### Actions to take
a: Print the section of the primitive weevil text between "Brentus anchorago Linell is" and "Islamorado, Key West.", inclusive.
b: Please proceed with the primitive weevil text, picking up right after its final sentence.

### Text segment
□ □ □ □ □ □ □

This species ranges from southeastern Canada, throughout the eastern U.S. to Florida and west to Texas (Peck and Thomas 1998). Specific Florida county localities are: Alachua Co.: Gainesville; Columbia Co.: Lake City; DeSoto Co.: 1 mile west of Brownville; Dixie Co.: 3.5 miles north of Old Town, Pine Landing; Gadsden Co.: Hardaway; Lake Co.: Clermont; Leon Co.: Tall Timbers Research Station; Okaloosa Co.: Ft. Walton Beach, Shalimar; Orange Co.: Windermere; Polk Co.: Lake Garfield. Adults have been collected in Florida from February through November. It also occurs in areas of Dixie, Highlands, Jackson, Levy, Liberty, Orange, Union and Walton counties (Peck and Thomas 1998).

Brentus anchorago (Back to Top)

Brentus anchorago Linell is 15 to 52 mm in length. Its color is black with longitudinal yellow marking on the elytra. Males and females are strikingly different.

It seems to be primarily associated with gumbo-limbo, Bursera simaruba L. (Sarg.), throughout its range. Larvae bore in dead wood and adults sometimes occur in large numbers under the bark of dead logs.

This widespread Neotropical species is known from Mexico, the West Indies and South America. (Peck and Thomas 1998). In the U.S. it occurs in Dade and Monroe counties in Florida. Specific Florida county localities are: Dade Co.: Miami, Matheson Hammock, Castellow Hammock, Royal Palm Hammock (Everglades National Park); Monroe Co.: Key Largo, Elliot's Key, Islamorado, Key West.

Adult Brentus anchorago Linell, a primitive weevil. Image shows male (top) habitus (general form and appearance), female (bottom) head and prothorax. Line represents 10 mm.

Figure 5. Adult Brentus anchorago Linell, a primitive weevil. Image shows male (top) habitus (general form and appearance), female (bottom) head and prothorax. Line represents 10 mm. Illustration by Division of Plant Industry.

Paratrachelizus uncimanus (Back to Top)

Paratrachelizus uncimanus (Boheman) is 11 to 20 mm in length. Its color is reddish-brown, with the legs darker. There is sexual dimorphism exhibited in the beak and elytral apices. But it is not as dramatic as that exhibited by B. anchorago. A female is shown below. In the male the apex of the rostrum is expanded laterally and the eytral apices are prolonged. Two specimens were collected feeding on the fruits of Solanum erianthum D. Don (Anderson 1992).

Adult Paratrachelizus uncimanus (Boheman), a primitive weevil. Image shows female habitis (general form and appearance). Line represents 1 mm.

□ □ □ □ □ □ □

(Pointing data for referring expressions)

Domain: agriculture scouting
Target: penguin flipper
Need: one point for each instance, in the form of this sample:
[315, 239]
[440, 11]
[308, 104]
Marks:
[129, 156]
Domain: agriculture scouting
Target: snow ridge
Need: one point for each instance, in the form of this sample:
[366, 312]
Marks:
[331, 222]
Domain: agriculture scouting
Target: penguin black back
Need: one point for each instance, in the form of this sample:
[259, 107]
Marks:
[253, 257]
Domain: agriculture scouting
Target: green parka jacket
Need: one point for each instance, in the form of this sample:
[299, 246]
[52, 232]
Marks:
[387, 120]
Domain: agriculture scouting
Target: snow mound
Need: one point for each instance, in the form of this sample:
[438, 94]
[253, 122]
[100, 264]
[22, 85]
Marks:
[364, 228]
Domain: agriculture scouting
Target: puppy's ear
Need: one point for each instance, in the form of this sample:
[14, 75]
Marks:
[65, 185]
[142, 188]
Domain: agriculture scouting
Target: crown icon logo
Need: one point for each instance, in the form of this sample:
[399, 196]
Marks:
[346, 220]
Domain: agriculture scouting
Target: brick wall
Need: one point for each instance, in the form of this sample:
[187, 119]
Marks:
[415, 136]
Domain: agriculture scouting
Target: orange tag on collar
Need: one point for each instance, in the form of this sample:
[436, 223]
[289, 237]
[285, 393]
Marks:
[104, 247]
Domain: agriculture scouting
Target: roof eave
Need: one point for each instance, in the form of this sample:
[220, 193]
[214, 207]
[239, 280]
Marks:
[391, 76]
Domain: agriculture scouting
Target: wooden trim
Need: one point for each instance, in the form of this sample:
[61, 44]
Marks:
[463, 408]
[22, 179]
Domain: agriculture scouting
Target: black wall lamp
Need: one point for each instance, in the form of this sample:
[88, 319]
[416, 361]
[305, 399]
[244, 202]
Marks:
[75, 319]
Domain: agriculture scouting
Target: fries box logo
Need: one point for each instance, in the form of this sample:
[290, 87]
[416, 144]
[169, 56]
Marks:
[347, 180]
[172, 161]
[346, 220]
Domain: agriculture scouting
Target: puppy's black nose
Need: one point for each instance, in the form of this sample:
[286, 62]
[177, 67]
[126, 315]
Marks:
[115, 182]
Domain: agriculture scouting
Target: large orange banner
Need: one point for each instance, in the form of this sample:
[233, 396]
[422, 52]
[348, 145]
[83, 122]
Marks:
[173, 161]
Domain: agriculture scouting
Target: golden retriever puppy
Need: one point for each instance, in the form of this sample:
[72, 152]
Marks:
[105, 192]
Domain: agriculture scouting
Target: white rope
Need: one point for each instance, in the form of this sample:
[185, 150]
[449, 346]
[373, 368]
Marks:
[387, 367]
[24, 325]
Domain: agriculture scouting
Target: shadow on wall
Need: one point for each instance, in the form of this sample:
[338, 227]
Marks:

□ □ □ □ □ □ □

### Results
a:
Brentus anchorago Linell is 15 to 52 mm in length. Its color is black with longitudinal yellow marking on the elytra. Males and females are strikingly different.

It seems to be primarily associated with gumbo-limbo, Bursera simaruba L. (Sarg.), throughout its range. Larvae bore in dead wood and adults sometimes occur in large numbers under the bark of dead logs.

This widespread Neotropical species is known from Mexico, the West Indies and South America. (Peck and Thomas 1998). In the U.S. it occurs in Dade and Monroe counties in Florida. Specific Florida county localities are: Dade Co.: Miami, Matheson Hammock, Castellow Hammock, Royal Palm Hammock (Everglades National Park); Monroe Co.: Key Largo, Elliot's Key, Islamorado, Key West.

b:
Figure 6. Adult Paratrachelizus uncimanus (Boheman), a primitive weevil. Image shows female habitis (general form and appearance). Line represents 1 mm. Illustration by Division of Plant Industry.

This species has been recorded from Cuba and the West Indies. In the U.S., it apparently occurs only in the Keys in Florida. The author has seen specimens from Key Largo, and Anderson (1992) recorded specimens from Big Pine Key and Elliot's Key. It has been collected at light and in flight-intercept traps. There are two specimens in the Florida State Collection of Arthropods collected on Flaveria linearis Lag., a native composite, and one on Thuja sp., an exotic gymnosperm.

Stereodermus exilis (Back to Top)

Stereodermus exilis Suffian is 5 to 7 mm in length. It is brown in color without markings. Sexual dimorphism is not present.

Adult Stereodermus exilis Suffian, a primitive weevil. Image shows habitus (general form and appearance). Line represents 1 mm.

Figure 7. Adult Stereodermus exilis Suffian, a primitive weevil. Image shows habitus (general form and appearance). Line represents 1 mm. Illustration by Division of Plant Industry.

All the specimens the author has seen of this rarely collected species were collected at light. Anderson (1992) also recorded specimens taken in flight-intercept traps and in Berlese samples of leaf litter from hardwood hammocks. Nothing is known of its biology or immature stages.

It occurs also in the West Indies (Anderson 1992). Warner (1960) first recorded it from Florida based on specimens from Key West. Other Florida county localities include: Dade Co.: Camp Mahachee; Monroe Co.: Key Largo, Long Key State Recreation Area, Stock Island.